• [やること] 松山の旅の文から、「この時間は、楽しい3日間の旅の前の一休みとなった。」から「くのがとてもここちよかった。」までの部分を一字も変えずに書き出してください。

===== 引用した文

チェックインを終え、飛行機に搭乗。最初の目的地松山までの飛行時間は1時間30分。
この時間は、楽しい3日間の旅の前の一休みとなった。
松山空港に到着後、宿泊先の東急インに向かう。
バスでは、地域の特産品や、有名な観光地の紹介など、いろいろ案内があった。案内は、日本語だけでなく、英語、韓国語、中国語でおこなわれ、大変、興味深かった。松山が訪問客を満足させ、観光産業を発展させようとしていることがよくわかった。
ホテル到着後、JAL松山支店の日野さんとお昼をともにした。ホテルから昼食場所まで、日野さんが案内してくれたが、そこまでの街路がとても美しく、晴れた暖かな日でもあり歩くのがとてもここちよかった。
松山の街路を歩いていると、この街が東京と明らかに違うことがわかる。 松山のメインストリートは賑やかであるが、古い路面電車がいまも走っており、静かな横道には、松山の特産品を売っている古風で趣のあるお店が多く、時代を超えた雰囲気が感じられた。

==========
===== 一覧

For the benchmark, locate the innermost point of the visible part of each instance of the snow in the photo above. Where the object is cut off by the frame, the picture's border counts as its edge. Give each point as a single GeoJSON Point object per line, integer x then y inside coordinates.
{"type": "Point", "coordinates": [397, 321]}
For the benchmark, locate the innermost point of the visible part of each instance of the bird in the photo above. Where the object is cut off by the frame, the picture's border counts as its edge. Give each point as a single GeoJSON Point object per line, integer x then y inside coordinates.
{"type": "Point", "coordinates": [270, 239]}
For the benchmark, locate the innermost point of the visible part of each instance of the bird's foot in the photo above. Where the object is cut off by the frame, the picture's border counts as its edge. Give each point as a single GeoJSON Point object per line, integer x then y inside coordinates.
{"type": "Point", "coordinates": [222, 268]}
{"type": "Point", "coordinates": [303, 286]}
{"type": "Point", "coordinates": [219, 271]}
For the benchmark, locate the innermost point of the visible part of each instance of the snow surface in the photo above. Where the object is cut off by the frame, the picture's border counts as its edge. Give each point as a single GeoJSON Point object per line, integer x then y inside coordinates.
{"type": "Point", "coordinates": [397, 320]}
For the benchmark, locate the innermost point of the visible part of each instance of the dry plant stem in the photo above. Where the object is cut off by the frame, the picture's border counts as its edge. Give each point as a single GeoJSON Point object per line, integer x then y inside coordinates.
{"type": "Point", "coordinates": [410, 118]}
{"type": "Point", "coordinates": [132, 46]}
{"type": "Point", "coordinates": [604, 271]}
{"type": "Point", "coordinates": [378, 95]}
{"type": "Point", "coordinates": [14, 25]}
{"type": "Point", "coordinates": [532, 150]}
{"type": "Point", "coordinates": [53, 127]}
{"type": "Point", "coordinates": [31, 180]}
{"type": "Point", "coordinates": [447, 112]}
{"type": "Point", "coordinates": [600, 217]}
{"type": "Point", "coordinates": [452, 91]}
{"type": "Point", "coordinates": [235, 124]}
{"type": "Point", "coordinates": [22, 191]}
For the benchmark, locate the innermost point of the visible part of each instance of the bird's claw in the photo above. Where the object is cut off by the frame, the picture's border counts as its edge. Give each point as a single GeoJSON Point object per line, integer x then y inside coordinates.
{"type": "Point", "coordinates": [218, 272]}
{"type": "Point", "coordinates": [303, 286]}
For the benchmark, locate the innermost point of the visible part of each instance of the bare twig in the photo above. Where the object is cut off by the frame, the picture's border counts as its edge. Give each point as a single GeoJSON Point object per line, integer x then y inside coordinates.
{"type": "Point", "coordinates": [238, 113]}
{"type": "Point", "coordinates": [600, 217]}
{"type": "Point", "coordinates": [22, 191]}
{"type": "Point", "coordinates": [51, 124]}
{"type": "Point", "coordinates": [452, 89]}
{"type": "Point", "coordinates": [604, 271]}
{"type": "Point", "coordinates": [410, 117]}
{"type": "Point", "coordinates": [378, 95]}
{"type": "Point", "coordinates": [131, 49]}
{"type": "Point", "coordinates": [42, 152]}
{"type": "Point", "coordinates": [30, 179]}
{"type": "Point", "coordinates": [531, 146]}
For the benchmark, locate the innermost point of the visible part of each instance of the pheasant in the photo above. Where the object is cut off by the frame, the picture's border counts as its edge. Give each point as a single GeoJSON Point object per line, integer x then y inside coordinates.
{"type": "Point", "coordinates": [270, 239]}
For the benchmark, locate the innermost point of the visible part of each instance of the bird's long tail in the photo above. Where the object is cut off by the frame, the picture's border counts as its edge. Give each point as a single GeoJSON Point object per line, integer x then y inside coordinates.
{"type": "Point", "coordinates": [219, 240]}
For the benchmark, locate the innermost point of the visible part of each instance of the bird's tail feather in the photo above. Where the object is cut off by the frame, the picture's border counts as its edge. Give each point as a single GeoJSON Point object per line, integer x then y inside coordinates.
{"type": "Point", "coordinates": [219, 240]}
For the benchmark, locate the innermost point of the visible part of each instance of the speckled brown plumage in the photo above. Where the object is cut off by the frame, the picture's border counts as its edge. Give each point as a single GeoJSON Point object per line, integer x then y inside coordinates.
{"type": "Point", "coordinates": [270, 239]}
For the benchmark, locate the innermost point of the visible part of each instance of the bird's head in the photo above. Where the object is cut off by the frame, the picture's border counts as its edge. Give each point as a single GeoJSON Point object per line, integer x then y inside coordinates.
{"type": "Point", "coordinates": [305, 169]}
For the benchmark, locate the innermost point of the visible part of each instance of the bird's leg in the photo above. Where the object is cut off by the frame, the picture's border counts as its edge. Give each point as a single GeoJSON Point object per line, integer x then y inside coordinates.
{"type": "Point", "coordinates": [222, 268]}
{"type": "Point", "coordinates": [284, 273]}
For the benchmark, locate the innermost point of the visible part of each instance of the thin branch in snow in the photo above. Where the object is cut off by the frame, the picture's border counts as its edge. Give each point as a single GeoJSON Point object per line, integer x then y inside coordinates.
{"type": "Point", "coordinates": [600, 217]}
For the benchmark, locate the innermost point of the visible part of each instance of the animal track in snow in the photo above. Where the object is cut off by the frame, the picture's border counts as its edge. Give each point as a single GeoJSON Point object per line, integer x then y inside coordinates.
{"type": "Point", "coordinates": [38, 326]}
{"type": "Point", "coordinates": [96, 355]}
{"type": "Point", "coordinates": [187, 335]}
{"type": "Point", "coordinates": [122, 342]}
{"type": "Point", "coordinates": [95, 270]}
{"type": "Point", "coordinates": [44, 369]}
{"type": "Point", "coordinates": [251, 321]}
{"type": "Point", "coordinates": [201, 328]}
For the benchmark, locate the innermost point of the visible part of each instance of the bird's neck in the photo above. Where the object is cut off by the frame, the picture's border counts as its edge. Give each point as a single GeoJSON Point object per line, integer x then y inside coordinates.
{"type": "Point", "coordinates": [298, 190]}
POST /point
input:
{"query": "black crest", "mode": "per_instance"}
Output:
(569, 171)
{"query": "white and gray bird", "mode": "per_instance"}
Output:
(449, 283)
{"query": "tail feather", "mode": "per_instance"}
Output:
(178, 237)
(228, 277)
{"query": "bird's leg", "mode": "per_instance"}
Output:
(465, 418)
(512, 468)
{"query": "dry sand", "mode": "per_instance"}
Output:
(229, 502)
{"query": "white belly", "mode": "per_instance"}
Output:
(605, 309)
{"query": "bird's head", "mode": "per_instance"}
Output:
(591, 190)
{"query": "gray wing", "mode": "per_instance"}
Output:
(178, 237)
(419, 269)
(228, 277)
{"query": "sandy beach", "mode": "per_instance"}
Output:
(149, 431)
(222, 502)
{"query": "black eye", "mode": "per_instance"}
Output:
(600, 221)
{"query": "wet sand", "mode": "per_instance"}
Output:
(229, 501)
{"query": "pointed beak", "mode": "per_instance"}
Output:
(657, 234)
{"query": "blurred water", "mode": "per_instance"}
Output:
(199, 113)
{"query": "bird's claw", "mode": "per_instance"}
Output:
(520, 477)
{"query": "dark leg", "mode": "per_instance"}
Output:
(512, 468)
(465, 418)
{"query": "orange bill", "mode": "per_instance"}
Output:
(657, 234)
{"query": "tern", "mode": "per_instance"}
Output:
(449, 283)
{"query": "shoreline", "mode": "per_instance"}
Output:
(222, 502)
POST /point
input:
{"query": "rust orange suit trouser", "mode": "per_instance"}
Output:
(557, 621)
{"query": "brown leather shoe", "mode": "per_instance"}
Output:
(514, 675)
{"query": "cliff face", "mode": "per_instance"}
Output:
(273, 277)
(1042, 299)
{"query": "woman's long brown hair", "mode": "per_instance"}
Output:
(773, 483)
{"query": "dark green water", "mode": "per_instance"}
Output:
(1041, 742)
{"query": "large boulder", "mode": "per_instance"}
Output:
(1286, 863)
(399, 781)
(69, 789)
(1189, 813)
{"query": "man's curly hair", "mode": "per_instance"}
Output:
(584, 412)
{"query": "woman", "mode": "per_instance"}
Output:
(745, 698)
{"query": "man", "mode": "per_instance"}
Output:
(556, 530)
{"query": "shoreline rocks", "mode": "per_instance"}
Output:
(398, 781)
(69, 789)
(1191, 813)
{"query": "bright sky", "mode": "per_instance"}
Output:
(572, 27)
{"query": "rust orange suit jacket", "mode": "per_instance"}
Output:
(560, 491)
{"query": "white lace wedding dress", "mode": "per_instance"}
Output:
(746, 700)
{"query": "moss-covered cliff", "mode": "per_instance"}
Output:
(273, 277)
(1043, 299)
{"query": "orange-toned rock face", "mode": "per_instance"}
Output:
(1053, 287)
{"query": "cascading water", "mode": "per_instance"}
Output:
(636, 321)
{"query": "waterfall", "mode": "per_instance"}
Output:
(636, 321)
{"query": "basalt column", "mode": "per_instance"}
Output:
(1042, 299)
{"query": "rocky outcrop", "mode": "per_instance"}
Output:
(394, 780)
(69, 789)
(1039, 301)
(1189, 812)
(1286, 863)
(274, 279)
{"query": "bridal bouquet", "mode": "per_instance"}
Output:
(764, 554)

==========

• [答えの全文]
この時間は、楽しい3日間の旅の前の一休みとなった。
松山空港に到着後、宿泊先の東急インに向かう。
バスでは、地域の特産品や、有名な観光地の紹介など、いろいろ案内があった。案内は、日本語だけでなく、英語、韓国語、中国語でおこなわれ、大変、興味深かった。松山が訪問客を満足させ、観光産業を発展させようとしていることがよくわかった。
ホテル到着後、JAL松山支店の日野さんとお昼をともにした。ホテルから昼食場所まで、日野さんが案内してくれたが、そこまでの街路がとても美しく、晴れた暖かな日でもあり歩くのがとてもここちよかった。